Type the records out again in full, exactly.

Stored items from a collection:
┄┄┄┄┄┄┄┄┄┄┄┄┄┄┄┄┄┄┄┄

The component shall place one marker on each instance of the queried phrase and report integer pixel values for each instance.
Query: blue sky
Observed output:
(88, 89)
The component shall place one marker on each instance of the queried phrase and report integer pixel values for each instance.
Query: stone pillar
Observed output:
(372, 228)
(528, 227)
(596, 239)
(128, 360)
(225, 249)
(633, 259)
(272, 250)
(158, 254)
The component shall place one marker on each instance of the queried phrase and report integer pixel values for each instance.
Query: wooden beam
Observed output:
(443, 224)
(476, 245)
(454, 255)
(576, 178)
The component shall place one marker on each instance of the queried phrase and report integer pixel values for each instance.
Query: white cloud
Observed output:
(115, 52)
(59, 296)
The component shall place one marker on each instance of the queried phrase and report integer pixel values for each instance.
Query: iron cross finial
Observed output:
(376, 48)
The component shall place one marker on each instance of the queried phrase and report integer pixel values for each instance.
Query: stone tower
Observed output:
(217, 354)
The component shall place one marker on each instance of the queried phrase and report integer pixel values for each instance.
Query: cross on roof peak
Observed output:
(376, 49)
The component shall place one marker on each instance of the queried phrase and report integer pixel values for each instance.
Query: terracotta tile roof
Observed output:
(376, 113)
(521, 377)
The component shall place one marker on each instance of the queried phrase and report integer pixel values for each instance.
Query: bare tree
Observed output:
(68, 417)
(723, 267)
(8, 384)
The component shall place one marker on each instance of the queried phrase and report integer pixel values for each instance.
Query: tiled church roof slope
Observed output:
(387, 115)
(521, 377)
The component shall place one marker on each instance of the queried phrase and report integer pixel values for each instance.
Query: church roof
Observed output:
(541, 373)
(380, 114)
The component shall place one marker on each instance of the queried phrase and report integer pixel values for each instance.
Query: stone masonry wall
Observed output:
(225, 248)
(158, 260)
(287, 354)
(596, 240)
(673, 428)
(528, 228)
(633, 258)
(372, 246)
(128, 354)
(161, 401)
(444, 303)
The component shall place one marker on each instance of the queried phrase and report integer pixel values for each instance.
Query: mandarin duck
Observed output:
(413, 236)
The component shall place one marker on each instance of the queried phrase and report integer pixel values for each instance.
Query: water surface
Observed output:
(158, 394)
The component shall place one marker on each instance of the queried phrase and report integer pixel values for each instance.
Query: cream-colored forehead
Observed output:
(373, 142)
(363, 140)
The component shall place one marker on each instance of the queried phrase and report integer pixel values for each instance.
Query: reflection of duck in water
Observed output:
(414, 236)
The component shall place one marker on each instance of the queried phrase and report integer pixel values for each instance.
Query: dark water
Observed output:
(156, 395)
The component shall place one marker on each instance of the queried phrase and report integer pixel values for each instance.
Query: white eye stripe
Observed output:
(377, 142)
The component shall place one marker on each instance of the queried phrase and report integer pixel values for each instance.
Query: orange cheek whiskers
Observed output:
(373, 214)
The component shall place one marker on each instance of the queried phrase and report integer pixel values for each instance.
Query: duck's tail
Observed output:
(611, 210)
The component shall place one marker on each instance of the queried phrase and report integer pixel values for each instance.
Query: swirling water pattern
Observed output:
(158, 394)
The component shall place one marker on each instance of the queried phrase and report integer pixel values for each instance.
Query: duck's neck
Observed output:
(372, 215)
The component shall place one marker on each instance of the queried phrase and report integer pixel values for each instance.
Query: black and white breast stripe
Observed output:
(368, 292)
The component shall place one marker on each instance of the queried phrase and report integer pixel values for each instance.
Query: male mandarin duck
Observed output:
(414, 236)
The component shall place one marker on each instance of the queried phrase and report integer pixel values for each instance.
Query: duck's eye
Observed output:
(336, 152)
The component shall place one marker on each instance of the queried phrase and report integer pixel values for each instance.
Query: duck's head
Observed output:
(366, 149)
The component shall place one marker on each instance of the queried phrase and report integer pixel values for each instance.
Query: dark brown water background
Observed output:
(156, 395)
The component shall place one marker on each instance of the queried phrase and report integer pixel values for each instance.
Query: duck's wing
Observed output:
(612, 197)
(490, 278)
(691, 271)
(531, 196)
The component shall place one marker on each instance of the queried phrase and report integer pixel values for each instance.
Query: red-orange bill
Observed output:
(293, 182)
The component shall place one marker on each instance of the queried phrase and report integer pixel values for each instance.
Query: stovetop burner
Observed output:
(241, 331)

┄┄┄┄┄┄┄┄┄┄┄┄┄┄┄┄┄┄┄┄

## EXERCISE SOLUTION
The component shall place one marker on each instance of the queried phrase and report integer pixel values for each instance.
Query: blue sky
Observed output:
(88, 89)
The component shall place one marker on each instance of the queried phrase and report integer pixel values for each instance.
Query: stone pillar
Observed output:
(372, 228)
(528, 227)
(596, 239)
(128, 360)
(225, 249)
(633, 259)
(272, 250)
(158, 254)
The component shall place one marker on each instance of the queried phrase and report integer pixel values for each instance.
Query: wooden beam
Observed output:
(443, 224)
(476, 245)
(454, 255)
(576, 178)
The component shall place one marker on each instance of the queried phrase and report integer pixel values for each instance.
Query: white cloud
Observed output:
(115, 52)
(59, 296)
The component shall place one marker on each instance of the queried phrase and report integer pixel values for each instance.
Query: iron cross finial
Observed output:
(376, 48)
The component shall place one marker on each instance of the queried phrase and report integer pixel values for each instance.
Query: stone tower
Observed output:
(217, 354)
The component shall place one marker on each instance of the queried phrase and report integer pixel values for each instance.
Query: cross on roof peak
Observed output:
(376, 49)
The component shall place one marker on each instance of the queried phrase and report integer pixel values for each instance.
Query: terracotta tile roof
Observed output:
(376, 113)
(521, 377)
The component shall place one marker on each instance of the queried phrase and report integer pixel values for each instance.
Query: bare tree
Observed output:
(68, 417)
(723, 267)
(8, 384)
The component shall place one marker on each instance of the queried phrase and report integer pixel values for each instance.
Query: tiled church roof slope
Observed output:
(387, 115)
(521, 377)
The component shall place one marker on each instance of the queried phrase and report integer pixel values for each instance.
Query: church roof
Observed output:
(541, 373)
(380, 114)
The component shall place one marker on each instance of the queried phrase and report integer pixel values for each instance.
Query: stone masonry wall
Observed output:
(225, 248)
(158, 260)
(287, 354)
(596, 240)
(673, 428)
(528, 228)
(633, 258)
(372, 246)
(128, 354)
(161, 401)
(444, 303)
The component shall place one marker on each instance of the queried phrase and report integer pixel values for each instance.
Query: mandarin duck
Observed output:
(413, 236)
The component shall place one marker on each instance of the queried phrase and report integer pixel values for each instance.
Query: water surface
Observed output:
(158, 394)
The component shall place one marker on each instance of the queried phrase and report integer pixel values for each instance.
Query: cream-colored forehead
Observed output:
(373, 142)
(363, 140)
The component shall place one marker on each instance of the queried phrase and report integer pixel values for each instance.
Query: reflection of duck in water
Observed output:
(414, 236)
The component shall place one marker on each instance of the queried phrase and report integer pixel values for each instance.
Query: dark water
Observed output:
(156, 395)
The component shall place one marker on each instance of the queried phrase and report integer pixel values for each instance.
Query: white eye stripe
Observed output:
(377, 142)
The component shall place one marker on each instance of the queried phrase and report integer pixel values for each instance.
Query: orange cheek whiskers
Observed output:
(373, 214)
The component shall place one marker on each instance of the queried phrase and report integer pixel values for each instance.
Query: duck's tail
Observed output:
(611, 210)
The component shall place one marker on each instance of the queried phrase and report integer pixel values for each instance.
Query: swirling water pattern
Observed output:
(158, 394)
The component shall place one marker on each instance of the queried phrase and report integer pixel values for each instance.
Query: duck's neck
Observed output:
(372, 215)
The component shall place one marker on each instance of the queried phrase and report integer pixel values for each instance.
Query: black and white breast stripe
Observed output:
(368, 292)
The component shall place one marker on each instance of the queried phrase and report integer pixel values for each instance.
Query: male mandarin duck
Observed output:
(414, 236)
The component shall place one marker on each instance of the queried phrase and report integer pixel values for each instance.
Query: duck's eye
Observed output:
(336, 152)
The component shall place one marker on each instance of the queried phrase and report integer pixel values for each instance.
Query: duck's head
Observed output:
(366, 149)
The component shall place one marker on each instance of the queried phrase and report integer pixel values for each instance.
Query: dark brown water background
Observed output:
(156, 395)
The component shall place one marker on each instance of the queried phrase and report integer pixel values for each instance.
Query: duck's wing
Observed output:
(612, 197)
(490, 278)
(691, 271)
(531, 196)
The component shall place one marker on each instance of the queried phrase and report integer pixel values for each instance.
Query: red-orange bill
Observed output:
(293, 182)
The component shall place one marker on each instance of the queried phrase and report integer pixel values for each instance.
Query: stovetop burner
Observed output:
(241, 331)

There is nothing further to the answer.